AIM OF THE TASK: Which lines run from the one containing "Locate the nose" to the end of the entries? Quote them exactly, and nothing else.

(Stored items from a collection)
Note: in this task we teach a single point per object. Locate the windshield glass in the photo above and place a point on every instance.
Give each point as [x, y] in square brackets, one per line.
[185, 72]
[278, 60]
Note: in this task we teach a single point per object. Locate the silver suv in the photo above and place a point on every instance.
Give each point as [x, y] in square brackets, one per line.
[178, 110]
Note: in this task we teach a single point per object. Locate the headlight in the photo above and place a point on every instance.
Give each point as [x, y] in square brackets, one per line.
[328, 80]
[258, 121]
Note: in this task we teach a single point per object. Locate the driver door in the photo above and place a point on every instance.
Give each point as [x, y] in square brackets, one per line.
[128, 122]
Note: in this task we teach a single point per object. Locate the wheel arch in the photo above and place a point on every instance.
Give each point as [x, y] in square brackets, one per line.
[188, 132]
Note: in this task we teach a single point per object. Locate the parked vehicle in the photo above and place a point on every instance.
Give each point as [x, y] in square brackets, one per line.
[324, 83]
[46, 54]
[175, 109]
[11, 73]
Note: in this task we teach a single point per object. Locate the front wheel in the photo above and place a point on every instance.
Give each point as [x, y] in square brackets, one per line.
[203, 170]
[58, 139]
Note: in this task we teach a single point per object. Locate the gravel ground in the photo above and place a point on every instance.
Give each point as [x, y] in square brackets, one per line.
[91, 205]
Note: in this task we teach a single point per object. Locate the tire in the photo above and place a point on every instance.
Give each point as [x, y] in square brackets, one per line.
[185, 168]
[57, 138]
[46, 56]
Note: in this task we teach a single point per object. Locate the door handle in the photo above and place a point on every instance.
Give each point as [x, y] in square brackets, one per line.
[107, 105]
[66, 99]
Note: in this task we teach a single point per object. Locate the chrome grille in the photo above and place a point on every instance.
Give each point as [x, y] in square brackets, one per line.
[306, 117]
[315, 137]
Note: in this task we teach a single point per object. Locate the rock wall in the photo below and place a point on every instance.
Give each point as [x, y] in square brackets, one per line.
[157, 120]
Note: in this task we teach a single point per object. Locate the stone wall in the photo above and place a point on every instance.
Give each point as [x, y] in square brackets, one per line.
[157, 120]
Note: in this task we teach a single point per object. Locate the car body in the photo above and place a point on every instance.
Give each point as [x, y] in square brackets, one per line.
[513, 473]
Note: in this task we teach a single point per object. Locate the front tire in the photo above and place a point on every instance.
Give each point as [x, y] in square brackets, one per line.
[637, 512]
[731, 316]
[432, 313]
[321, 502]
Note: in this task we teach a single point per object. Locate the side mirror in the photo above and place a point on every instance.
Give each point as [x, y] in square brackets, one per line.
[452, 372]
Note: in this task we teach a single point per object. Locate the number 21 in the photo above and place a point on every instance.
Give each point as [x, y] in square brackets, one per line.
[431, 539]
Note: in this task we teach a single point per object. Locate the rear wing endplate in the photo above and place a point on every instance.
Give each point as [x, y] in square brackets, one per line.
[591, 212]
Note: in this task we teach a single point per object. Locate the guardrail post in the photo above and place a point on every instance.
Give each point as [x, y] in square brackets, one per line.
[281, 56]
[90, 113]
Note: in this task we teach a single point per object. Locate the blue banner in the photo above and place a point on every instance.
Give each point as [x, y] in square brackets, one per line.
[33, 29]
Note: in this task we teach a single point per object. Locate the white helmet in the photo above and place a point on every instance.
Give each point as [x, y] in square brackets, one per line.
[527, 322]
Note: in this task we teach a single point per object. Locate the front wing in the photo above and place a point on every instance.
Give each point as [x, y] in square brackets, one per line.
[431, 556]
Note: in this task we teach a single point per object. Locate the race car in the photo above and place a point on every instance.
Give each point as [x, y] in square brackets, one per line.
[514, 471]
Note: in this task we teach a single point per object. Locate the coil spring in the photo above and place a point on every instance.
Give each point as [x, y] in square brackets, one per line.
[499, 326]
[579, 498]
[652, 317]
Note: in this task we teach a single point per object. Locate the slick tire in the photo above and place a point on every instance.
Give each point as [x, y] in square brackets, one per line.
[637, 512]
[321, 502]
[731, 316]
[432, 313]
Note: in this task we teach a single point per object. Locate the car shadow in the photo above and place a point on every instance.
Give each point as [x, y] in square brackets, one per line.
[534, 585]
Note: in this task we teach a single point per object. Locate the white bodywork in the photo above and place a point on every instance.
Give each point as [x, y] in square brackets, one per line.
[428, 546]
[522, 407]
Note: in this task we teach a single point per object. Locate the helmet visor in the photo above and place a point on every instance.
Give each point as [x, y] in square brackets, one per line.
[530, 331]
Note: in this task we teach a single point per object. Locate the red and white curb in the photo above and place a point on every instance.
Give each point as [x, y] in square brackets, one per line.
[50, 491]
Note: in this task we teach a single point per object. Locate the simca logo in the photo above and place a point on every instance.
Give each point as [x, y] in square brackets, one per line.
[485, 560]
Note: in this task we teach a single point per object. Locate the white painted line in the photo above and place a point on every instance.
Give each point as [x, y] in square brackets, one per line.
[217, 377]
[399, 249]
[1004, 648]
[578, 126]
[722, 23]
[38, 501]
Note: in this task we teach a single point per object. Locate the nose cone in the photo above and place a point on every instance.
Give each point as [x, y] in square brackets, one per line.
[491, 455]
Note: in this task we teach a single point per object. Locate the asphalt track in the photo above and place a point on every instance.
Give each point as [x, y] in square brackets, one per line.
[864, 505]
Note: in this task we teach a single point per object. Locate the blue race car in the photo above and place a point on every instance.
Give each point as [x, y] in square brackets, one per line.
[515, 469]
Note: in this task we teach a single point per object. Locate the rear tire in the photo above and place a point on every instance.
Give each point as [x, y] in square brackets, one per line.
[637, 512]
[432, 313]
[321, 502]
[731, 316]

ANSWER BELOW:
Note: in this task we teach a single point per object. Locate the nose cone in the photo above and place a point on every instance.
Give each point as [x, y] in square brackets, one per line.
[491, 455]
Note: in this task we teach a single point per object. Locate the asphalt track in the photo above and place a point on every instance.
Give each point as [x, y] in square brackets, one per line.
[864, 505]
Note: in this task we teach a single point per object. Locate the blue race car in the photo above and place a point on every instance.
Give each point as [x, y] in square brackets, one per line.
[515, 469]
Note: in this task we teach a single point per object. Locate the rear tire in the photo above and place a point on every instance.
Give each point as [x, y] in square brackets, one per line.
[637, 512]
[432, 313]
[321, 502]
[731, 316]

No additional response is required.